TASKS TO CARRY OUT -
**A)** Answer these questions about the Freud passage:
(i) What does the Sand-Man throw in children's eyes?
(ii) What do the Sand-Man's little ones have that is like an owl's?
(iii) How long is the summary Freud writes?
**B)** Update the stretch of the Freud passage from "hooked beaks, bloody" through "His uncontrollable astonishment.", changing "candle" to "lamp".

## Begin EXCERPTED TEXT

Friday, April 4, 2008

Reasoning Away The Ghost



Sigmund Freud lies awake late one night, sweaty, thinking about the Sand-Man.

He throws handfuls of sand in their eyes, so that they jump out of their heads all bloody;

His little ones sit there in the nest and have hooked beaks like owls, and they pick naughty little boys’ and girls’ eyes out with them. [1]

hooked beaks, bloody eyes

Freud turns over sighing heavily. This is not acceptable, this fear, this “uncanny” feeling. It must be controlled. He rolls out of bed and staggers to his desk, lights a candle. Head in hands, he steadies his worried breathing. He jots down a two and a half page summary of Hoffmann’s masterful short story “The Sand-Man.” His hand wobbles slightly when he comes to Spin round, fire-wheel! but does not stop moving swiftly across the page. Finally he places his pen down calmly and analyzes his summary. There. There lies his fear, leaking darkly into the paper’s fibers. His irrepressible feelings of disgust and horror. His uncontrollable astonishment.

## End EXCERPTED TEXT
## Begin STORED ROWS

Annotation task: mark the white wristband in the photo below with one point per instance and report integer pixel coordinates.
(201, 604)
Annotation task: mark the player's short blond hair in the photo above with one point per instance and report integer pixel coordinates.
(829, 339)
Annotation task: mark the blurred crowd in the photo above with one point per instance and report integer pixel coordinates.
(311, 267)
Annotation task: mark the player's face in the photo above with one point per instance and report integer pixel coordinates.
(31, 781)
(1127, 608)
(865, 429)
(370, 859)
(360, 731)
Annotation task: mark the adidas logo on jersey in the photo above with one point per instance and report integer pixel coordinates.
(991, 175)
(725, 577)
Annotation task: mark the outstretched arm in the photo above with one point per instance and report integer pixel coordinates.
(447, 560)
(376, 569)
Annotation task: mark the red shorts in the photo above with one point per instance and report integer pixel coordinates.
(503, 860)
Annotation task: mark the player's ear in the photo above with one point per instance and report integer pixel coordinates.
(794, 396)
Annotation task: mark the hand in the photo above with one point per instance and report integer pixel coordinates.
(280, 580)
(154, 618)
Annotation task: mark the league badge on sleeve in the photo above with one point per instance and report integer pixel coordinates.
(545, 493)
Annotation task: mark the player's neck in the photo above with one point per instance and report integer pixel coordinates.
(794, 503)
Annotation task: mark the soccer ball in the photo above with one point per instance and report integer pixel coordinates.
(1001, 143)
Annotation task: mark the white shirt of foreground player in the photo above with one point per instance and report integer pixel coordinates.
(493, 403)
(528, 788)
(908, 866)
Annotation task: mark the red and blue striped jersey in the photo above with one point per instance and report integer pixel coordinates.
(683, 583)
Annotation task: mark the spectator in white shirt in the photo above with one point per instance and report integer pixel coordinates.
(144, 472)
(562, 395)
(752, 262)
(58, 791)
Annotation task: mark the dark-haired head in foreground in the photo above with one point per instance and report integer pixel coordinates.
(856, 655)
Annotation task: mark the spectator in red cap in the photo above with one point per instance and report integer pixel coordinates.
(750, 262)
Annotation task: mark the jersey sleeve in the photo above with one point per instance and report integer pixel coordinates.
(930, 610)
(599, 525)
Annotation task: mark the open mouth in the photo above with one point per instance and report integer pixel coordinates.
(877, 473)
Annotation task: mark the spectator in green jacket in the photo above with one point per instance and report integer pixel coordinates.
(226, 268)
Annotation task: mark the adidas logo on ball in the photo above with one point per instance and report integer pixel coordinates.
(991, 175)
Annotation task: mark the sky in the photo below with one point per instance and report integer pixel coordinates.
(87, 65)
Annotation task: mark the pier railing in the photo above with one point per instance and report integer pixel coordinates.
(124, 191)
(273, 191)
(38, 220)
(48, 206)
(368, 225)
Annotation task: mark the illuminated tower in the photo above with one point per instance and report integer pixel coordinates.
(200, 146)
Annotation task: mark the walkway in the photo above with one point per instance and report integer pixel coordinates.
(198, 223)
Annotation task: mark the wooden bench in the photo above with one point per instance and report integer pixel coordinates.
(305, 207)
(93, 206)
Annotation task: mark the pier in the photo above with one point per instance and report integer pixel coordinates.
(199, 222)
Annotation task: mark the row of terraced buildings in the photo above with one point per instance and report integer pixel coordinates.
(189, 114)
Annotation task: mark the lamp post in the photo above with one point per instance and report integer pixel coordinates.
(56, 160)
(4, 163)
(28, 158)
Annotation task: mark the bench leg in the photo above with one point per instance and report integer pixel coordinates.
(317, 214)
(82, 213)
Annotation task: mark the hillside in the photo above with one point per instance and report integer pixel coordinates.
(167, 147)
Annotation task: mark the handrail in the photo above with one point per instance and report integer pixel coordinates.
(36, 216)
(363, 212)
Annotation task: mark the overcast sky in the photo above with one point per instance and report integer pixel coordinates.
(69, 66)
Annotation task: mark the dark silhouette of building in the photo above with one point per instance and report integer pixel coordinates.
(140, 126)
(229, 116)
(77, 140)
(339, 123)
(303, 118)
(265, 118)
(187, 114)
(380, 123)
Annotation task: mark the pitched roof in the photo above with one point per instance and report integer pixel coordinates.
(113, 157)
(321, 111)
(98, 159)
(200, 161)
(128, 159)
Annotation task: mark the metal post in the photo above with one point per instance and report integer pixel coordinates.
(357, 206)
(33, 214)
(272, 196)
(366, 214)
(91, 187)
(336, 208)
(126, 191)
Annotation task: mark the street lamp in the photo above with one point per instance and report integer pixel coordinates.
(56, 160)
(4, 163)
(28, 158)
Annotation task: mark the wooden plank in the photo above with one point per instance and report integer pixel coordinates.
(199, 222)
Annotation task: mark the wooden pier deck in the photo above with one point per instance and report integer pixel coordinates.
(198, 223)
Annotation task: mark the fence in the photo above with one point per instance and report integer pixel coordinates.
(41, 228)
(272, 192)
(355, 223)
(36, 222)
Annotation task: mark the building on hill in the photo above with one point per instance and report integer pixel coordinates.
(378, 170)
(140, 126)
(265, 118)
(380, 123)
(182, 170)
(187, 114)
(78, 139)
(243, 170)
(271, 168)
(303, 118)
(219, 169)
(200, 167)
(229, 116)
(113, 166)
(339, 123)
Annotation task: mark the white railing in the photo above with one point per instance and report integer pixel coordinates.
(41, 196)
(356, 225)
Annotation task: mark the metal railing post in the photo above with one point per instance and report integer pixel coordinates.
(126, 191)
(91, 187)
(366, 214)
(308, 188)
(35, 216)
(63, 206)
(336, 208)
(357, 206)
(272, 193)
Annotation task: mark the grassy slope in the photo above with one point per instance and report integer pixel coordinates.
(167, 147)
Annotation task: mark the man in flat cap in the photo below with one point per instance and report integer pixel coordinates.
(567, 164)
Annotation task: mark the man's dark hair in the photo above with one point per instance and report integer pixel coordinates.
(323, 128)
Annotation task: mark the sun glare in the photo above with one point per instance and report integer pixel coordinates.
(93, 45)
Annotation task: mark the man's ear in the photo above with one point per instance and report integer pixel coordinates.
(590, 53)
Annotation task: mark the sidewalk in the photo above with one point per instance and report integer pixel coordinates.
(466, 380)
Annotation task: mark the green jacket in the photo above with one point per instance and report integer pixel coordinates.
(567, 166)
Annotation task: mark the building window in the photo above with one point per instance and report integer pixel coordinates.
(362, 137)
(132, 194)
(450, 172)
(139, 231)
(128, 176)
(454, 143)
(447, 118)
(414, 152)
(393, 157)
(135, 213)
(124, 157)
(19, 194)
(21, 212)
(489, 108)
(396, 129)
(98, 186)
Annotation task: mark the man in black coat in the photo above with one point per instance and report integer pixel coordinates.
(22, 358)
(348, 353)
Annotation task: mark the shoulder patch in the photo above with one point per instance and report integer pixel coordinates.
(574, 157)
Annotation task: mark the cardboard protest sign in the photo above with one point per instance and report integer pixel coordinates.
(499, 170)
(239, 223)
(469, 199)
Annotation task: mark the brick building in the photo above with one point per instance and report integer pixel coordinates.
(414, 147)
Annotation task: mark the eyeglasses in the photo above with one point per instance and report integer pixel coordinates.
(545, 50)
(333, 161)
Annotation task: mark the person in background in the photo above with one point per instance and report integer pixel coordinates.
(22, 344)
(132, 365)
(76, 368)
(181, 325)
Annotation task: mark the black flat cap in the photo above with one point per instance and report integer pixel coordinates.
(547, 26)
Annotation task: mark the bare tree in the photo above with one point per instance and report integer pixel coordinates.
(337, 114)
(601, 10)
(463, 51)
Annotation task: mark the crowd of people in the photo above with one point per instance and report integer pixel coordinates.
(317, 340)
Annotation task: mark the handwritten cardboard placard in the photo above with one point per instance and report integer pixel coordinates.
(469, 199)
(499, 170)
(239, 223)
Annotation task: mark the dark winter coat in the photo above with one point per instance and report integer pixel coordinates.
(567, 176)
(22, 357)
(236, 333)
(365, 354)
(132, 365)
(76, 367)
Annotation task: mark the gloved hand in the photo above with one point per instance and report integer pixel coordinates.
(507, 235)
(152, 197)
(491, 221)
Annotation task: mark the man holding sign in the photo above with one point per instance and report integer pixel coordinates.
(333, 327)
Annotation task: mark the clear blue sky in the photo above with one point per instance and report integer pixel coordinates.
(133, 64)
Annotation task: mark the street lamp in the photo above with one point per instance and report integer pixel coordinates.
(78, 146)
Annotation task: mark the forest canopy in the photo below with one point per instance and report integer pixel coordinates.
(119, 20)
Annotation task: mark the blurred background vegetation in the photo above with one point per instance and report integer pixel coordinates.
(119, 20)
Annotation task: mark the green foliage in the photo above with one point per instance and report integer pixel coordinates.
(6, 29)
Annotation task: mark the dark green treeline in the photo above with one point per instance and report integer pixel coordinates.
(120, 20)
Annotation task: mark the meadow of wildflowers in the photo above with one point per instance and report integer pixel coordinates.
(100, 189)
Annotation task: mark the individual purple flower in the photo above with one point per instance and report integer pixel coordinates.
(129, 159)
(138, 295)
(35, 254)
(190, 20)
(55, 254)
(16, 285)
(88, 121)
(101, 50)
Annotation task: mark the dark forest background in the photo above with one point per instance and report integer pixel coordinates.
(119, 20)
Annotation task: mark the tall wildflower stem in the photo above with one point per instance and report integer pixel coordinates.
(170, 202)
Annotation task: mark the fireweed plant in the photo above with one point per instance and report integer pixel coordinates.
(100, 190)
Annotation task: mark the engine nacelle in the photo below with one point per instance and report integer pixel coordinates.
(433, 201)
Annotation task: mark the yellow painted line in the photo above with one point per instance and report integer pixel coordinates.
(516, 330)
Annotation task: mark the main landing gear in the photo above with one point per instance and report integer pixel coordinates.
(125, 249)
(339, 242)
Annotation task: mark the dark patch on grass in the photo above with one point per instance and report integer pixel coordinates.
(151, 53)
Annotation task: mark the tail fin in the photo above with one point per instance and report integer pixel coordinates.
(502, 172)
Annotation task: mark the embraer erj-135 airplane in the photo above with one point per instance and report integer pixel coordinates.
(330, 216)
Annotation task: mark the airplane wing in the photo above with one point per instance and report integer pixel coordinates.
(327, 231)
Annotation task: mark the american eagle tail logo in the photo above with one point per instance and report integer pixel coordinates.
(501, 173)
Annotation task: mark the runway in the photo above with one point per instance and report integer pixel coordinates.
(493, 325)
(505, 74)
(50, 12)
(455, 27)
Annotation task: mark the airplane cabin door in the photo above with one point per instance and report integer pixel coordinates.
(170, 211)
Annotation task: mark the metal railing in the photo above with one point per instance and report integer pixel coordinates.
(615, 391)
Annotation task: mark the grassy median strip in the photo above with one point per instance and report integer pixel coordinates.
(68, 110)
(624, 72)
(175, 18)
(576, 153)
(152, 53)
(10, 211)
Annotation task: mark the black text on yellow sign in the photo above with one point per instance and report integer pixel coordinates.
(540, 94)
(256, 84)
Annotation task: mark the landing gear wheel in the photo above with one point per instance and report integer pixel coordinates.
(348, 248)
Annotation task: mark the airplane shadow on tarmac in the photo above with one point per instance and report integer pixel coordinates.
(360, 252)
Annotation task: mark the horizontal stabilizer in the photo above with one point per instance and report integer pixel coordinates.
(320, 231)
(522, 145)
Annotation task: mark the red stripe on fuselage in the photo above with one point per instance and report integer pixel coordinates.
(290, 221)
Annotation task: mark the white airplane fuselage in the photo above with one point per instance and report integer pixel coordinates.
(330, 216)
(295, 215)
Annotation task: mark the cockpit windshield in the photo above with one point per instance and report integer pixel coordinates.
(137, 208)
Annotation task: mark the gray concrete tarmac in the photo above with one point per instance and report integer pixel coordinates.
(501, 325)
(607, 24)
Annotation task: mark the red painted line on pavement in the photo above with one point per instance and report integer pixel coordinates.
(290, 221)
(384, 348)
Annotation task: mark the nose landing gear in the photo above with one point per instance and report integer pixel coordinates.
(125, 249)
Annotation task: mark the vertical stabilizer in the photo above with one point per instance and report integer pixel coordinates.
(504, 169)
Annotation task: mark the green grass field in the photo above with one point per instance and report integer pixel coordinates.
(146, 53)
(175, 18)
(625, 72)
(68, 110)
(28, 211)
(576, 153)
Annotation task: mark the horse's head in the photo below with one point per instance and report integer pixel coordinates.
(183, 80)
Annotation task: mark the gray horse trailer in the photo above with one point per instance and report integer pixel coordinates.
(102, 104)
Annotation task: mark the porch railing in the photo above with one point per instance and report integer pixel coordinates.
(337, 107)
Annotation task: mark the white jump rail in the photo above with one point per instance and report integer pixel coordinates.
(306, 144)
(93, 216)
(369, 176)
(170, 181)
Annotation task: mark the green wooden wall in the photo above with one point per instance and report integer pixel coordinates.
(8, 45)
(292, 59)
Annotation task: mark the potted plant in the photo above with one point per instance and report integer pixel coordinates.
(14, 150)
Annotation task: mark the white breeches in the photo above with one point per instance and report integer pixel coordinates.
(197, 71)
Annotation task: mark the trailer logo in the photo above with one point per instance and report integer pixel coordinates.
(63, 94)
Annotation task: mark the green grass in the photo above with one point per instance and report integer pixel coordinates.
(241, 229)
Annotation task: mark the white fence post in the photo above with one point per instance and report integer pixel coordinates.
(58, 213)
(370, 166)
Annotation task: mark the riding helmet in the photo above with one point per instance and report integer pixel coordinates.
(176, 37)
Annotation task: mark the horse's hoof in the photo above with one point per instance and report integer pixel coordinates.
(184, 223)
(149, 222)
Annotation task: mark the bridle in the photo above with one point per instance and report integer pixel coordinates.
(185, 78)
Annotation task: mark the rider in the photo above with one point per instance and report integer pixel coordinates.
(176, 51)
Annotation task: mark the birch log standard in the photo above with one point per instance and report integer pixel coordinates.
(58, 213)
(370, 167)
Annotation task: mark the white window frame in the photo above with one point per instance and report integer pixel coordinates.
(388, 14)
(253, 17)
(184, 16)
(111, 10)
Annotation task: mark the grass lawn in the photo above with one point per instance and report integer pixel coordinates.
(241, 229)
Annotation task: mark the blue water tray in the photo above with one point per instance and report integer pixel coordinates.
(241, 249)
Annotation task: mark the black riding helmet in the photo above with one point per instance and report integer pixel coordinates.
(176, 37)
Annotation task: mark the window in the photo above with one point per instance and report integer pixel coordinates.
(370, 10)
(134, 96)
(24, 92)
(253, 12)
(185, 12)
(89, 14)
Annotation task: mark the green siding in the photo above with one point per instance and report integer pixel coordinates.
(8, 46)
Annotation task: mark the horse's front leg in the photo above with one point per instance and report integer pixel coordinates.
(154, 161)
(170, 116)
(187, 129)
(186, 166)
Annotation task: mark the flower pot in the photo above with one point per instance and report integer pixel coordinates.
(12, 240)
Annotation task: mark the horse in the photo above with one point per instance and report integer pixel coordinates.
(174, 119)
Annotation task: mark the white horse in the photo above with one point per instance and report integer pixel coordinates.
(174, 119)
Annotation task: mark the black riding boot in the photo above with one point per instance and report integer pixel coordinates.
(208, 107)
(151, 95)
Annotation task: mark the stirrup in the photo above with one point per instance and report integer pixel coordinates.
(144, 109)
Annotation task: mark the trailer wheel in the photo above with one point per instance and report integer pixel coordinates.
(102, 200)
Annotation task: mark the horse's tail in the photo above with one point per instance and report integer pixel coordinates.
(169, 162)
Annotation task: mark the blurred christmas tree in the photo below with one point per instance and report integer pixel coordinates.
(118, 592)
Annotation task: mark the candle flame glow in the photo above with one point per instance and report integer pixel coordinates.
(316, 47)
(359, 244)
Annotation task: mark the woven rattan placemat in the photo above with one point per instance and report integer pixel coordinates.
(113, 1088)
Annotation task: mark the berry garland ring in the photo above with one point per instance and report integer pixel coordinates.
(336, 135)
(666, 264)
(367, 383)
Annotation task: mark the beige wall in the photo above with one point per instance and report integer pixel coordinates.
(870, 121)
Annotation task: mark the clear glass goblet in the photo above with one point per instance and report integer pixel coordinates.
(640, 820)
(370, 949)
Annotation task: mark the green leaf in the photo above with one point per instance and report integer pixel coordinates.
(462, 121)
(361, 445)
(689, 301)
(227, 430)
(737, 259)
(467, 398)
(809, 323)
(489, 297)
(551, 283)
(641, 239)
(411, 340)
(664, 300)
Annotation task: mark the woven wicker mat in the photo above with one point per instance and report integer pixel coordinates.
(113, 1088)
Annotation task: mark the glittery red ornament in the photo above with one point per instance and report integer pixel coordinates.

## End STORED ROWS

RESPONSES PER TASK -
**A)**
(i) Handfuls of sand.
(ii) Hooked beaks.
(iii) Two and a half pages.

**B)**
hooked beaks, bloody eyes

Freud turns over sighing heavily. This is not acceptable, this fear, this “uncanny” feeling. It must be controlled. He rolls out of bed and staggers to his desk, lights a lamp. Head in hands, he steadies his worried breathing. He jots down a two and a half page summary of Hoffmann’s masterful short story “The Sand-Man.” His hand wobbles slightly when he comes to Spin round, fire-wheel! but does not stop moving swiftly across the page. Finally he places his pen down calmly and analyzes his summary. There. There lies his fear, leaking darkly into the paper’s fibers. His irrepressible feelings of disgust and horror. His uncontrollable astonishment.